** start of Text provided **
Wednesday, April 6, 2016

Who What Where When Why?


There was a time when women were expected, if they were fortunate enough to have the means, to stay home and tend to the domestic affairs of the family.

Then there came a time when women were urged, and then expected, to enter enthusiastically back into the career force.

Then there came a time when people understood that completely ignoring the home and family was counterproductive, so it was expected that women would not only work full-time jobs, but also return to the domestic goddess of years past.

And then women started breaking down. And then the expectation changed: no one could "have it all"! Don't try! Instead, just continue to work and take good care of your family. But don't call it having it all, because that's not realistic. (And it's not just women anymore -- men are staying home, and experiencing the brilliant privilege of being pulled in six different directions at once.)

This is me being chased by a sunflower. A decent metaphor for everyday life.
Now, as a person with many of the proverbial plates spinning around me, I'm in the middle of this dilemma, and that means that sometimes things slip through the cracks: my child watches a little extra TV. The dishwasher sits clean and full for two days after it runs. Seedlings die of neglect. The dogs get smelly. Take-out is ordered more than once a week. The house in general is a bit scruffy. Deadlines are missed. Appointments are forgotten. Phone calls and emails are unreturned.

We can't have it all. It's exceedingly obvious. But no one ever wrote an instruction manual on managing to have less than "it all" without losing control. And while I wouldn't call this blog an instruction manual, maybe it's a place where other people facing similar issues can look for a little sympathy. A little reassurance that letting the "Continue watching Octonauts?" message appear on Netflix every once in a while doesn't mean you're the world's worst parent.
** end of Text provided **
> Problem details
In the blog post, how long does the dishwasher sit clean and full after it runs?
** start of Dataset extract **
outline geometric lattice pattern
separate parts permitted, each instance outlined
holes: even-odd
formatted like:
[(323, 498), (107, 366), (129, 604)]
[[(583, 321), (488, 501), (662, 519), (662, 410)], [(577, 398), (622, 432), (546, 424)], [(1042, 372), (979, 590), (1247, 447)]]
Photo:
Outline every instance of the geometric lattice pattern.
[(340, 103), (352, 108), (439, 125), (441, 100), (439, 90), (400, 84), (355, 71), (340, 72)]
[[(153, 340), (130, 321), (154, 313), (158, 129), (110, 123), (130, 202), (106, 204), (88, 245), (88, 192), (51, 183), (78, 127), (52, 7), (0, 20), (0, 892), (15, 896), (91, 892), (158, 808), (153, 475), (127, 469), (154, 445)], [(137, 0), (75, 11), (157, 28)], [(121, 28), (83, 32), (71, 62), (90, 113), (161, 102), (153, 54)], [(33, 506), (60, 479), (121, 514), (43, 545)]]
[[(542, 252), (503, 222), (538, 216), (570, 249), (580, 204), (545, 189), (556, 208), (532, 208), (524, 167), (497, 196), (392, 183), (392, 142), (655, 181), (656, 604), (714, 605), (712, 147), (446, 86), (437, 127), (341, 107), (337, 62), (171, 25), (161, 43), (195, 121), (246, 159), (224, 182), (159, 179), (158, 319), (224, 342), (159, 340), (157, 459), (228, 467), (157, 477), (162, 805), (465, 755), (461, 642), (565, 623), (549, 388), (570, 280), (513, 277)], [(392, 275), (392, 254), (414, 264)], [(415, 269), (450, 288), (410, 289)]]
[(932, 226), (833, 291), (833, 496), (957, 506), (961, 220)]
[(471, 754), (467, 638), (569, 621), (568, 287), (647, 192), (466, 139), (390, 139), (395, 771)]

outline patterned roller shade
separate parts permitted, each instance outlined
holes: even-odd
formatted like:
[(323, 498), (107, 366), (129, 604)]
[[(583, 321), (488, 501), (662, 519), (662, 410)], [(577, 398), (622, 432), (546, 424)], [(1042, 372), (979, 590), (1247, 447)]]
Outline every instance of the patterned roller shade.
** end of Dataset extract **
> Exercise output
Two days.